### Problem requirements:
According to the passage on the Sanitary Tortilla Factory building, who turned the space into a gallery and artist studios in 2015?

### Provided passage:
=== Begin Enclosure ===
After M. & J. closed the business in 2004, the space was occupied by Los Chileros, a food and spice manufacturing operation that ran their business there until 2012. Following that, the building remained vacant until 2015.

In 2015, after operating as a tortilla factory for many decades and later as a food and spice factory, the building was repurposed by the artist Sheri Crider, who converted the space into a gallery and artists studios. The gallery retained part of the name, Sanitary Tortilla Factory. The venue includes studio space/artist in residence program and a gallery. The venue serves as an exhibition space for work with a focus on criminal justice reform, community engagement and social equity.

A selection of shows hosted by the gallery include: Eric-Paul Riege, dah ‘iistł’ǫ́ [loomz], a Diné weaver and performance artist, Black Hole/Atomic City (State of Decay), on New Mexico's nuclear weapons history, The Alchemical Trace: Transformation and Resilience in Recent Works by LGBTQIA Artists, Interior Landscapes, held in conjunction with an exhibition at 516 Gallery titled The U.S.-Mexico Border: Place, Imagination, and Possibility. A posthumous show of the work of Valerie Roybal, Amo Ergo Sum, I Love Therefore I Am was presented in 2019. among others.
=== End Enclosure ===
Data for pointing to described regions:
=== Begin Enclosure ===
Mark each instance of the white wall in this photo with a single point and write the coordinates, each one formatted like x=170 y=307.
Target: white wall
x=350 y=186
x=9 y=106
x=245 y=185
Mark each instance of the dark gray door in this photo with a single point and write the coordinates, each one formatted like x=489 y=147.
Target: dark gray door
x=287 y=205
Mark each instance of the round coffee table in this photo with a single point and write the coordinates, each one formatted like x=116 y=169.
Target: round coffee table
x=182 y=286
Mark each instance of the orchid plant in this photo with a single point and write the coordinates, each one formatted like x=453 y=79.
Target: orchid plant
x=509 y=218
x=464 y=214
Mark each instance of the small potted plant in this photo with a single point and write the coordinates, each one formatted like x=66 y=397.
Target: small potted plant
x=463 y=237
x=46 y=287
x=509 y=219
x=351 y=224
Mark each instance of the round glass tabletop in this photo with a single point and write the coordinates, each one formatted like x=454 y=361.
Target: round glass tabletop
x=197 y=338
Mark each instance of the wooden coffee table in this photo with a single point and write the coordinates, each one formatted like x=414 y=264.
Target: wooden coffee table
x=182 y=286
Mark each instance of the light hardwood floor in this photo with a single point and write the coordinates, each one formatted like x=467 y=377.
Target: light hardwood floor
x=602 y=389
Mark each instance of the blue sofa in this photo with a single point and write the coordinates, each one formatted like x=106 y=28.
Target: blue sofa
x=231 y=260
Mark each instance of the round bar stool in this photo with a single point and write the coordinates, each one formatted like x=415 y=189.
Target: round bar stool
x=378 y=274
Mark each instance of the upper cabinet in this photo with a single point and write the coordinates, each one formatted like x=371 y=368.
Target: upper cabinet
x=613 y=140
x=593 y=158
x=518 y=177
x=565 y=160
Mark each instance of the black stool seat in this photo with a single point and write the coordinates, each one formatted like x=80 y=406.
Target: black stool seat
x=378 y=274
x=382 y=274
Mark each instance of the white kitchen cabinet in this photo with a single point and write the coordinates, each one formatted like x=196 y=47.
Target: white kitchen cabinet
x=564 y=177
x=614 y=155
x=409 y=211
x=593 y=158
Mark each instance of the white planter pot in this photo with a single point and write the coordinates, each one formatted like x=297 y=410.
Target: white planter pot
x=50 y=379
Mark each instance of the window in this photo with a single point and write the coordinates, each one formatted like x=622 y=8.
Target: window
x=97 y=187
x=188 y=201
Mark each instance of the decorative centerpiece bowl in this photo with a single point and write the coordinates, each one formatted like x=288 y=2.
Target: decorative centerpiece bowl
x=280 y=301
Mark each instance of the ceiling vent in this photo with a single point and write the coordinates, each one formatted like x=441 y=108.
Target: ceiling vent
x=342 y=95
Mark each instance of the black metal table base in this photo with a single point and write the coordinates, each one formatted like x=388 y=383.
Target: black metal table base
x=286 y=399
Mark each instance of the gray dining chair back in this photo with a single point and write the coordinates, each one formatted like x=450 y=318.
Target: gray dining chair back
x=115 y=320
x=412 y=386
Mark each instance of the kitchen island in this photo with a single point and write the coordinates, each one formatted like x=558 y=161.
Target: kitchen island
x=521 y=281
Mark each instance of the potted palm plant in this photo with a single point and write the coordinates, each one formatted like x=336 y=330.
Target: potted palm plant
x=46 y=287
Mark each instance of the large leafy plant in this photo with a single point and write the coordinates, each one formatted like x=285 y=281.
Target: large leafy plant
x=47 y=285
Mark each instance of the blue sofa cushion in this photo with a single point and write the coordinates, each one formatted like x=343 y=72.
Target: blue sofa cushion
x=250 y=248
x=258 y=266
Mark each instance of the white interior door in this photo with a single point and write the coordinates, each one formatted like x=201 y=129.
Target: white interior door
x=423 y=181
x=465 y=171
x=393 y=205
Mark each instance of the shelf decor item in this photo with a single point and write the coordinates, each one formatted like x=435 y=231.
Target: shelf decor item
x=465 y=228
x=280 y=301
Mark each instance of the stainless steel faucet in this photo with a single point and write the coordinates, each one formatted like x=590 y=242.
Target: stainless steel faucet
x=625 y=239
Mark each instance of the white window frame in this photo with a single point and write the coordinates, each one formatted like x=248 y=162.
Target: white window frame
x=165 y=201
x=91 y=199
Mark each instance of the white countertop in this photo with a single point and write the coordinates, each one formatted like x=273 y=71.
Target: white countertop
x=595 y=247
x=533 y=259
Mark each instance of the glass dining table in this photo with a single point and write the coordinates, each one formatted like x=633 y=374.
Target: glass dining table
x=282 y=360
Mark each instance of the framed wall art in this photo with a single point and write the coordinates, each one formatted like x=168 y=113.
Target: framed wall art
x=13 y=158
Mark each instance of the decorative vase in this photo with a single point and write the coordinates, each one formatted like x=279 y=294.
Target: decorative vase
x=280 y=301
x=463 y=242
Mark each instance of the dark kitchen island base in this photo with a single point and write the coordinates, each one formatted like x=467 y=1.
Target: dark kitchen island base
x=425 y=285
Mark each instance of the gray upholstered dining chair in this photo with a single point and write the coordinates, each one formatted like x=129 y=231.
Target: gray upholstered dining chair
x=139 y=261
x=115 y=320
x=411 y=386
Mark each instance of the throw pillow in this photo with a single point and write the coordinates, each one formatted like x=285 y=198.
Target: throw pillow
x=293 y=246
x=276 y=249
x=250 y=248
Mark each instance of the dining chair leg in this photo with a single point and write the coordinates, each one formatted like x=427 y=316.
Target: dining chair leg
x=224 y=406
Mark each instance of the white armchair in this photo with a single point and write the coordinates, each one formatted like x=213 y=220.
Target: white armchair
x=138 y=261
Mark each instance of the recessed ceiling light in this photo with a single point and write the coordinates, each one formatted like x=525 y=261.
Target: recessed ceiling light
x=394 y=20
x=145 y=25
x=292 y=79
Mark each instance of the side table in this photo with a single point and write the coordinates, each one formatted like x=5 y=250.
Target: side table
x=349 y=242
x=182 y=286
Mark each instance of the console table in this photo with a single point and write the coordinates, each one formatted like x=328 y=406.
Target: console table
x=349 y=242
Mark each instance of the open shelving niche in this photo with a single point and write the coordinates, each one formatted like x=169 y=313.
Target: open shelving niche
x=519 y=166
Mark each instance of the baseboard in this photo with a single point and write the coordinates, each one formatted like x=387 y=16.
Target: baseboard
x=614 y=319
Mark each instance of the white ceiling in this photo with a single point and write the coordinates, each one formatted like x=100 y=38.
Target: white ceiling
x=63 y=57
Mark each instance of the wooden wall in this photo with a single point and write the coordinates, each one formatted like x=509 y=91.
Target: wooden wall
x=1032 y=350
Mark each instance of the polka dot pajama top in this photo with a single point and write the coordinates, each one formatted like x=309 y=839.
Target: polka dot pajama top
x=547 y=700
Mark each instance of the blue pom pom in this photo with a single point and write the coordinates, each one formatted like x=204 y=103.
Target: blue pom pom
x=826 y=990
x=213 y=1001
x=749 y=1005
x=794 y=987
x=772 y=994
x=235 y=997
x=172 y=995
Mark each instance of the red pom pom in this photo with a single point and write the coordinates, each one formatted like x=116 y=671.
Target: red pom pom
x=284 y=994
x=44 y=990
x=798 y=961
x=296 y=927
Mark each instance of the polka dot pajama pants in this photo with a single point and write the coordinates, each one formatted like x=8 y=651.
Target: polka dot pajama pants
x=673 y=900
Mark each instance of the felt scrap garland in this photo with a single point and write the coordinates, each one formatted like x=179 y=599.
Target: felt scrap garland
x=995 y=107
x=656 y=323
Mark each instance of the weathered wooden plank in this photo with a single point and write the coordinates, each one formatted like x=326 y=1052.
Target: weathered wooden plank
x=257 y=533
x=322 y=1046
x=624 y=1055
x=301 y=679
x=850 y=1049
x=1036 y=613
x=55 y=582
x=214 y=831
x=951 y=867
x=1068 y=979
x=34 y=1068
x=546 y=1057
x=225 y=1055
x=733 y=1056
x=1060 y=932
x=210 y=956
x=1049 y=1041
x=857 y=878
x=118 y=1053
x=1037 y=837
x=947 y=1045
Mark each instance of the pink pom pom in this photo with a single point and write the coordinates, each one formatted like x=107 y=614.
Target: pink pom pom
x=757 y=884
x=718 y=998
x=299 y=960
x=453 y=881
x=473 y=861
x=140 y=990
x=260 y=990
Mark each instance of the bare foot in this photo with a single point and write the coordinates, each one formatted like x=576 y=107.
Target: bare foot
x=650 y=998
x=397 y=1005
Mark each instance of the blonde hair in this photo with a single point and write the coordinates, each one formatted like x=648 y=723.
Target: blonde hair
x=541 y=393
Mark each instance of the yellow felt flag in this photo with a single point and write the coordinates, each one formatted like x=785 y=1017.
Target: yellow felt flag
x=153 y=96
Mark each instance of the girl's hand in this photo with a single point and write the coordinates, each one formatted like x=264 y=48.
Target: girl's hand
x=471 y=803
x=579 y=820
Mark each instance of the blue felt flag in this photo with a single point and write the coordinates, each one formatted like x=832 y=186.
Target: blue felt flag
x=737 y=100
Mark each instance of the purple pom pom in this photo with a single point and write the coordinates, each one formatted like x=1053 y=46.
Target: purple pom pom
=== End Enclosure ===
### Solution to this task:
The artist Sheri Crider.